- **Problem description**
In the excerpt about the band McLaren assembled, what made the members he had gathered valuable from his point of view? Explain in one to three sentences.

- **Excerpt provided**
He was politically motivated, but also a fan of disruption for its own sake, and had the deeply held belief that pop music could do the deed. This notion seems quaint today -- but watch what happened. He put together a potential band of social and musical nogoodnicks possessed neither of brains nor scruples; the band's drummer, Paul Cook, and guitarist, Steve Jones, were essentially making their living as burglars. The bass player was a Sex store clerk, Glen Matlock. After some Pete Bestian shenanigans with a fellow named Wally Nightingale, a new lead singer was almost literally pulled in off the street: a sometime store habitui with a properly waspish personality and questionable hygiene to boot. (He earned the nickname under which he'd become famous because of his teeth.)
Again, Johnny Rotten's searing intelligence and electric personality would have easily led any other band. But he had not formed this group and there is, truth be told, little in his personal history to suggest that he ever would have on his own. He was a late-comer, and the boys McLaren had assembled had the virtue (from McLaren's point of view) of being dumb enough to be immune to the appeal of a smart aleck. In fact, they disliked him even before the first rehearsal, for which they simply declined to show up, and intraband relationships declined from there. Among other things, the three other band members were vociferously opposed to most of the sentiments articulated in Rotten's lyrics.
McLaren's p.r. smarts made the band a phenomenon in the underground scene almost from the day its lineup coalesced. He was helped by a new and aimless generation looking for a thrill and a spreading culture of violence and extremity. The most exciting part of Lydon's autobiography, which includes a great deal of oral history from other denizens of the scene, is the testimony from those who watched a phenomenon create itself literally from appearance to appearance; audience members with long hair at one show would turn up at the next with punk hairstyles and safety pins.

- **Dataset rows**

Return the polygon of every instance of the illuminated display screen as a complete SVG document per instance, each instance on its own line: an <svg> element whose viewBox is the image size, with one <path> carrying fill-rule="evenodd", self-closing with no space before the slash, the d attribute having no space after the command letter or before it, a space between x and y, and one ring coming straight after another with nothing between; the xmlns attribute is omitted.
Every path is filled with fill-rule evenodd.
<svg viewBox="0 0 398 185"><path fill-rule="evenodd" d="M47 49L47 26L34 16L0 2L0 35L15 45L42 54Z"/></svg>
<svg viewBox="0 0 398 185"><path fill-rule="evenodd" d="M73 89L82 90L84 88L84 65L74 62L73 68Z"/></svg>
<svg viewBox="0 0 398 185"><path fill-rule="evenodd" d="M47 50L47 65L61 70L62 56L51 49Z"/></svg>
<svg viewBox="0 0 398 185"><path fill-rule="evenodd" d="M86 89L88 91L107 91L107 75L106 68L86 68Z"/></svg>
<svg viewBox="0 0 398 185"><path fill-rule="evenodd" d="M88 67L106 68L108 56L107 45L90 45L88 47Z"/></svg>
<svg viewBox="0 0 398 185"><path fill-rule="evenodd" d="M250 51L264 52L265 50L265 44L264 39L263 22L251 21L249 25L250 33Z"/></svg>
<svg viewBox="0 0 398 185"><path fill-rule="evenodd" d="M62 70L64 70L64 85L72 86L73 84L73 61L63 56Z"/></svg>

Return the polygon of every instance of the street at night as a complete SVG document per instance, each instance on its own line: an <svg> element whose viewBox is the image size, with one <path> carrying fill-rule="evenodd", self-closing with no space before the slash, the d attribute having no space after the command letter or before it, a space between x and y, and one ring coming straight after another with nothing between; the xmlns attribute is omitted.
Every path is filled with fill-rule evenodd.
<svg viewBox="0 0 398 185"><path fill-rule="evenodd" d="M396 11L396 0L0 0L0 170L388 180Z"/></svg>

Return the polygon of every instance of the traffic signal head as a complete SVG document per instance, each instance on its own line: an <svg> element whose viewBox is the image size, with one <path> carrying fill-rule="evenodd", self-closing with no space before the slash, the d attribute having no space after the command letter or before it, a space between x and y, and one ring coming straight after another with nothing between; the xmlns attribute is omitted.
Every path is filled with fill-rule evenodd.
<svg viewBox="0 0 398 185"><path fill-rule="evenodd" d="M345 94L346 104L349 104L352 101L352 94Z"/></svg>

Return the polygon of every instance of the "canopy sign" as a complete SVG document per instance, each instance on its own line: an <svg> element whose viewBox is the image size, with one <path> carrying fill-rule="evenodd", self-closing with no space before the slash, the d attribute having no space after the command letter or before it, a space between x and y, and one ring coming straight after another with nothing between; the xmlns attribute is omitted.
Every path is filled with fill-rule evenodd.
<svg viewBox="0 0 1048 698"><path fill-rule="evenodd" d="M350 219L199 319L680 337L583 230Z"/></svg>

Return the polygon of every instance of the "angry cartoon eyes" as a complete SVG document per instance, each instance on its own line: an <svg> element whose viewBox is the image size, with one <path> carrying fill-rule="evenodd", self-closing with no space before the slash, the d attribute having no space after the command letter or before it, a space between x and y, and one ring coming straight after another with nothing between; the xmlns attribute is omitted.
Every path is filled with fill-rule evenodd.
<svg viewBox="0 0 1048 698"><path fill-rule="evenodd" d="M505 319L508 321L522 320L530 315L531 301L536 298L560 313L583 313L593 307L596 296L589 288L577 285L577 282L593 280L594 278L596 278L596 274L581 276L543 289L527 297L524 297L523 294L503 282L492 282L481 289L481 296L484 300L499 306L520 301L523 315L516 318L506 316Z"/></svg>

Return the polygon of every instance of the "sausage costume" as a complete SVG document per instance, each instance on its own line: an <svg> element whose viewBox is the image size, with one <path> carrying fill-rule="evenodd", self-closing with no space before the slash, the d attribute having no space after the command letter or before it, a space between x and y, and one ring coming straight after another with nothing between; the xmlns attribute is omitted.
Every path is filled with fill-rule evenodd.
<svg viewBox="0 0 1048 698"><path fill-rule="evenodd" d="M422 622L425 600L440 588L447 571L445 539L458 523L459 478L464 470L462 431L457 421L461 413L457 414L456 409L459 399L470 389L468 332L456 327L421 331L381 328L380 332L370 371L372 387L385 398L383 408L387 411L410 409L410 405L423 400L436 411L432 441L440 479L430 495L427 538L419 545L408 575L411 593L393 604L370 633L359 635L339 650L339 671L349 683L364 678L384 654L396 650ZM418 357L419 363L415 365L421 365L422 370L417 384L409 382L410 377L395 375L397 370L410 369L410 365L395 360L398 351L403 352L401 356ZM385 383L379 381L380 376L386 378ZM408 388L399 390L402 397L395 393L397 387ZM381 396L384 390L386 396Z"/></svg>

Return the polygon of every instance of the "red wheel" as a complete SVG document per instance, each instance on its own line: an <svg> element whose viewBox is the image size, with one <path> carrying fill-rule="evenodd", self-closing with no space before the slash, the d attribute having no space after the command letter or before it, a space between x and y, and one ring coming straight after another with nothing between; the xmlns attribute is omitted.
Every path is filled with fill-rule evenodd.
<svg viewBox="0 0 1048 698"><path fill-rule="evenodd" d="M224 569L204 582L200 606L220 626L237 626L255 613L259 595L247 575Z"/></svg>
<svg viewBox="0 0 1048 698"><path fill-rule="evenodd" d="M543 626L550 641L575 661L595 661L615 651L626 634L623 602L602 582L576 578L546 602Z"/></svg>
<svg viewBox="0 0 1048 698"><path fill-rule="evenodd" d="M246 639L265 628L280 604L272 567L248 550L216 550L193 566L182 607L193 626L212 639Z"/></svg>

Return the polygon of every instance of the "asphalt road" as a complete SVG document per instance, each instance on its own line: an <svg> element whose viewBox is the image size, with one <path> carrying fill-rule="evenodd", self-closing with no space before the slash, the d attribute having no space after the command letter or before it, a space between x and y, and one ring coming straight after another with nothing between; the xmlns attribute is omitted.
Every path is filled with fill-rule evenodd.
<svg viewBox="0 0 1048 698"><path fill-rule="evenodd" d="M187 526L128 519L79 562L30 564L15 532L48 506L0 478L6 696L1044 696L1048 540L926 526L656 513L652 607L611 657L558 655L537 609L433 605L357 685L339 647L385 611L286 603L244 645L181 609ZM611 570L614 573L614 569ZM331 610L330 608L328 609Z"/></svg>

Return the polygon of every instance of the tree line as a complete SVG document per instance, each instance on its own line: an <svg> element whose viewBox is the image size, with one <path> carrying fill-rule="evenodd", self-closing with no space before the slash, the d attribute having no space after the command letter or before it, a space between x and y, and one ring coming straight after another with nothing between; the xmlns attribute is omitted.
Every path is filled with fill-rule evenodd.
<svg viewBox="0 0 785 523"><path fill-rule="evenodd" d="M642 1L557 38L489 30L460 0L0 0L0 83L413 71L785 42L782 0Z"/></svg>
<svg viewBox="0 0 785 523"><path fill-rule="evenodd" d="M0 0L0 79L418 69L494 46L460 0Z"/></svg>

- **Task output**
From McLaren's point of view, the members he had gathered were dumb enough to be immune to the appeal of a smart aleck. Johnny Rotten had searing intelligence and an electric personality, but as a late-comer he could not easily sway them. In fact, they disliked him even before the first rehearsal.